* **Task statement**:
Reproduce the records word for word, with nothing left out.

* **Material supplied**:
· · · ·

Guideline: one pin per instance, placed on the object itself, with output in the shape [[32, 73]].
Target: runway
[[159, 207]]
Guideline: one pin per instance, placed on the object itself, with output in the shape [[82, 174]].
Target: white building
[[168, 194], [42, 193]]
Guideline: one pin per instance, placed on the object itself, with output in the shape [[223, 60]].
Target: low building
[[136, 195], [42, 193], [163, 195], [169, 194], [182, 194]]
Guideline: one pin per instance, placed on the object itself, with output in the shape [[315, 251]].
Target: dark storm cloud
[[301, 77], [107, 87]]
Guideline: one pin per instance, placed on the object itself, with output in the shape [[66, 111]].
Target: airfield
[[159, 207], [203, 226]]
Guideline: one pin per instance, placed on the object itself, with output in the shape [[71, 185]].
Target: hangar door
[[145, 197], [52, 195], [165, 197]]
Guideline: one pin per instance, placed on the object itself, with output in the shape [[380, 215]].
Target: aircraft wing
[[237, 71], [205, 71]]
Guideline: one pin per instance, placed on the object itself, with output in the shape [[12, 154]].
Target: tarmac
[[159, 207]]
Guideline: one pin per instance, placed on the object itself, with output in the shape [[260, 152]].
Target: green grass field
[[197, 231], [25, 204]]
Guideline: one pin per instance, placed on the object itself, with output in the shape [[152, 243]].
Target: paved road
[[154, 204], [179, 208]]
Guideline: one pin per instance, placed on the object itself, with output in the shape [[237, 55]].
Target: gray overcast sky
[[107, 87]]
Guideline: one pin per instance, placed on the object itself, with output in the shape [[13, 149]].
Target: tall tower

· · · ·

* **Reply**:
Guideline: one pin per instance, placed on the object itself, with output in the shape [[32, 73]].
Target: runway
[[159, 207]]
Guideline: one pin per instance, placed on the object itself, with output in the shape [[82, 174]].
Target: white building
[[168, 194], [42, 193]]
Guideline: one pin per instance, placed on the object itself, with output in the shape [[223, 60]].
Target: low building
[[136, 195], [42, 193], [163, 195], [169, 194], [182, 194]]
Guideline: one pin per instance, placed on the object itself, with output in the shape [[315, 251]].
Target: dark storm cloud
[[301, 77], [107, 87]]
Guideline: one pin per instance, placed on the object itself, with output in the shape [[66, 111]].
Target: airfield
[[159, 207], [203, 226]]
Guideline: one pin per instance, placed on the object itself, with output in the shape [[71, 185]].
Target: hangar door
[[145, 197], [52, 195], [165, 197]]
Guideline: one pin per instance, placed on the object itself, with output in the shape [[380, 215]].
Target: aircraft wing
[[237, 71], [205, 71]]
Guideline: one pin per instance, placed on the object itself, with output in the shape [[12, 154]].
Target: tarmac
[[159, 207]]
Guideline: one pin per instance, placed on the object itself, with output in the shape [[260, 152]].
Target: green grass field
[[197, 231], [25, 204]]
Guideline: one pin per instance, placed on the object itself, with output in the shape [[152, 243]].
Target: paved road
[[154, 204], [179, 208]]
Guideline: one pin per instance, placed on the object itself, with output in the shape [[237, 55]].
Target: gray overcast sky
[[107, 87]]
Guideline: one pin per instance, placed on the object itself, with output in the shape [[13, 149]].
Target: tall tower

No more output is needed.